Reproduce every line of the items below as a numbered list, skipping blank lines and leaving the pictures out.

┌─ ENTRIES PROVIDED

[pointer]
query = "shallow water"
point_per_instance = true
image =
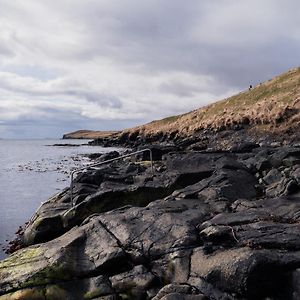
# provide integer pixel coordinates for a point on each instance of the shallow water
(30, 172)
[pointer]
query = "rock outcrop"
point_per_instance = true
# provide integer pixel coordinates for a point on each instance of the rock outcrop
(220, 223)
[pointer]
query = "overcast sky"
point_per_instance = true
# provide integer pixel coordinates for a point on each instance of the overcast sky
(107, 64)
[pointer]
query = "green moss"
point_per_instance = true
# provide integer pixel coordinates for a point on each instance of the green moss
(20, 259)
(48, 275)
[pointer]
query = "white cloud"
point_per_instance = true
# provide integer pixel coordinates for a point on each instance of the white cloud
(136, 60)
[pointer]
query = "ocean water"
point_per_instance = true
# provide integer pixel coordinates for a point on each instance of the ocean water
(30, 172)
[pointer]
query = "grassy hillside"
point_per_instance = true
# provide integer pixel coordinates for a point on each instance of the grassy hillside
(272, 105)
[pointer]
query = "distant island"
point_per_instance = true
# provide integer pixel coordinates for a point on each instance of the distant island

└─

### EXERCISE RESPONSE
1. [pointer]
2. query = "shallow water"
3. point_per_instance = true
4. image =
5. # provide integer pixel coordinates for a point on each instance of the shallow water
6. (30, 172)
7. [pointer]
8. query = "rock outcrop"
9. point_per_instance = true
10. # provide integer pixel coordinates for a point on each instance of the rock outcrop
11. (220, 223)
12. [pointer]
13. query = "overcast sky"
14. point_per_instance = true
15. # provide integer pixel coordinates for a point on each instance of the overcast sky
16. (107, 64)
17. [pointer]
18. query = "green moss"
19. point_per_instance = true
20. # provide integer pixel coordinates for a point on each instance of the green moss
21. (20, 259)
22. (48, 275)
23. [pointer]
24. query = "white cloud"
25. point_per_instance = true
26. # provide integer pixel coordinates for a point on each instance of the white cloud
27. (136, 60)
28. [pointer]
29. query = "ocean water"
30. point_per_instance = true
31. # provide integer pixel coordinates for a point on each instance of the ocean water
32. (30, 172)
33. [pointer]
34. query = "grassy hillside"
35. point_per_instance = true
36. # provide integer pixel coordinates for a point on each instance of the grassy hillside
37. (272, 105)
38. [pointer]
39. query = "distant island"
40. point_per_instance = true
41. # provide integer pixel coordinates for a point on each instance of the distant island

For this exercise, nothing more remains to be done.